A new study from the University of Missouri finds that spanking children does not change their behavior. It does, however, change parent’s behavior — making them big fans of spanking.

A group of men having a bachelor party, stranded on a sandbar off the South Carolina coast, was rescued by the Coast Guard. However the Coast Guard has suspended the ocean search for a seriously sunburned stripper.

A Japanese bar is using macaque monkeys as waiters & waitresses to entertain tourists. The monkeys bring food and drinks to the table, then grossed-out patrons summon a human to take it all back.

The Secret Service states that they’ve depleted their budget due to the expense of protecting President Trump’s large family and accompanying him on golf trips. That, and Eric Trump is making them pay for their own greens fees, carts and meals.

* Excerpted records *
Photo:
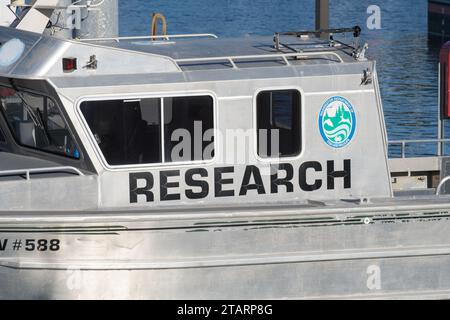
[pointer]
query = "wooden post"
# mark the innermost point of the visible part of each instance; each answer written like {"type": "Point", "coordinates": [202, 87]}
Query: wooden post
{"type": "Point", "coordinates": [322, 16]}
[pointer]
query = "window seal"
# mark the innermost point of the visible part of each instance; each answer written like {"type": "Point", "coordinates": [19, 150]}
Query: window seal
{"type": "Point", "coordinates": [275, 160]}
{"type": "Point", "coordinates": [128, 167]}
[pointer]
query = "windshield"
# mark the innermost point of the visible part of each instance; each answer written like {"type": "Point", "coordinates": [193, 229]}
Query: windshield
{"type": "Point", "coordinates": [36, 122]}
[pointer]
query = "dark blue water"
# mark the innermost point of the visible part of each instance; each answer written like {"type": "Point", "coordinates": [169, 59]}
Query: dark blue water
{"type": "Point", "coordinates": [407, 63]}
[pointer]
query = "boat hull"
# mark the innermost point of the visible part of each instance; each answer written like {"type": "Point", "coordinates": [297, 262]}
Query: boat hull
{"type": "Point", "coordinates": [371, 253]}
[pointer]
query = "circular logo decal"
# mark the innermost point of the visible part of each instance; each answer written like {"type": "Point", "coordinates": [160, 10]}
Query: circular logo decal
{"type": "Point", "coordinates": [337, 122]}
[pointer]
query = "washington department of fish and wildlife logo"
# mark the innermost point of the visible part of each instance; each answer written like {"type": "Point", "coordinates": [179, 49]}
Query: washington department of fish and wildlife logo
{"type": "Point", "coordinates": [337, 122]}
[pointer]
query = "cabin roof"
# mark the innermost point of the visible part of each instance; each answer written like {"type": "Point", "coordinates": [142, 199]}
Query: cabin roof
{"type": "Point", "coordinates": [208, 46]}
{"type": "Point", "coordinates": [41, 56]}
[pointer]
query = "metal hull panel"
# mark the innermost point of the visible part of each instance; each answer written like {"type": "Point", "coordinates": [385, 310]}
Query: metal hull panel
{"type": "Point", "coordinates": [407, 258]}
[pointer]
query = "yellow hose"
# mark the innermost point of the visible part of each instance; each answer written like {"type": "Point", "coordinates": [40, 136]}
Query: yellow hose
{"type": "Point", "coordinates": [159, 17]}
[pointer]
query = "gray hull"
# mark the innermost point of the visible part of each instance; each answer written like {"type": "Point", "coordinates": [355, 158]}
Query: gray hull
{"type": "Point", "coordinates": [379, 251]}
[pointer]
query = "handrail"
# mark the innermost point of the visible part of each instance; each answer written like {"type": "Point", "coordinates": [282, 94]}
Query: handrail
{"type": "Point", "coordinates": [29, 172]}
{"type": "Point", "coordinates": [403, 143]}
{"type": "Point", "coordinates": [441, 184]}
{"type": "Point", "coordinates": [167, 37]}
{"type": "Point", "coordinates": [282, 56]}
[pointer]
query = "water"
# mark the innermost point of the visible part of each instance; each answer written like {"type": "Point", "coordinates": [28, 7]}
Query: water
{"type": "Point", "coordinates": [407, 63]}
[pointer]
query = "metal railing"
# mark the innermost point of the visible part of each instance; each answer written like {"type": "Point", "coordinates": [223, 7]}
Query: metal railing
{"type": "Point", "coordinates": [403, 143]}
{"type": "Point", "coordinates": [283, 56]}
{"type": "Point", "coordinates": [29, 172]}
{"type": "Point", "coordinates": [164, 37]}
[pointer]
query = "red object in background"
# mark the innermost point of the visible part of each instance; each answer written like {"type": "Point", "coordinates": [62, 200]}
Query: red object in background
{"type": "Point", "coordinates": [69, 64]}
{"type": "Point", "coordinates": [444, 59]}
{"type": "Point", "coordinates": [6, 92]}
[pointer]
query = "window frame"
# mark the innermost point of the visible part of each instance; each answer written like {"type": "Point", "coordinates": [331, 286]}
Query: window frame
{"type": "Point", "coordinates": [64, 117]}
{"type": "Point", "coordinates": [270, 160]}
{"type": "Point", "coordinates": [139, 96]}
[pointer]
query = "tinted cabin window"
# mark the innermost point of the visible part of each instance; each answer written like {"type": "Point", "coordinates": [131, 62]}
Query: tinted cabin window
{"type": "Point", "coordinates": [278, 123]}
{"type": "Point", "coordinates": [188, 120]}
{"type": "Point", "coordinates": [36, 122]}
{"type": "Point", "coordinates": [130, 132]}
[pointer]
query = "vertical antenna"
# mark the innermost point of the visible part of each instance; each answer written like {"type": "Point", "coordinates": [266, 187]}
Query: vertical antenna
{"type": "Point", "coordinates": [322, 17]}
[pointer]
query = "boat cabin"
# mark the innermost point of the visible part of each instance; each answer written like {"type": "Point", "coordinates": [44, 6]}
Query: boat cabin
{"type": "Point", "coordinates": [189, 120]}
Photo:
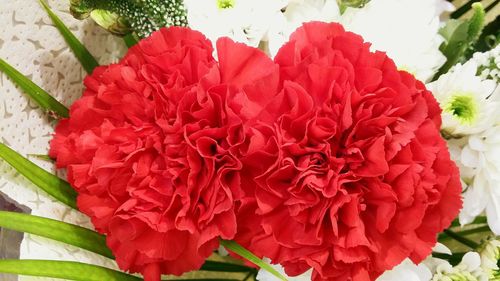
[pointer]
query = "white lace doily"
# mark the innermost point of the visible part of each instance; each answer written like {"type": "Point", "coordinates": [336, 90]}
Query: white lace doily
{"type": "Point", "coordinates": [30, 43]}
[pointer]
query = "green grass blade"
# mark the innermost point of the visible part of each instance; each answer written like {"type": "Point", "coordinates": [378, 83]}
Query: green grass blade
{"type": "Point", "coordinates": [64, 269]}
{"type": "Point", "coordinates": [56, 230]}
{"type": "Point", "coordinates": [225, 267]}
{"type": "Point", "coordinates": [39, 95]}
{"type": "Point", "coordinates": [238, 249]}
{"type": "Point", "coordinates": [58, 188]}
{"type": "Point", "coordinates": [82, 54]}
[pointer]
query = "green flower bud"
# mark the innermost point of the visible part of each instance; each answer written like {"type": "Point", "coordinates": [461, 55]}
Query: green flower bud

* Your goal *
Decide whether each statement below agrees with the news items above. Answer yes or no for each, and quote the deciding words from the news items.
1. The Coast Guard rescued the men who were having a bachelor party.
2. The monkeys in the Japanese bar bring food and drinks to the table.
3. The Secret Service states that golf trips alone depleted its budget.

* Response to this task *
1. Yes: "A group of men having a bachelor party, stranded on a sandbar off the South Carolina coast, was rescued by the Coast Guard."
2. Yes: "The monkeys bring food and drinks to the table"
3. No: "they’ve depleted their budget due to the expense of protecting President Trump’s large family and accompanying him on golf trips"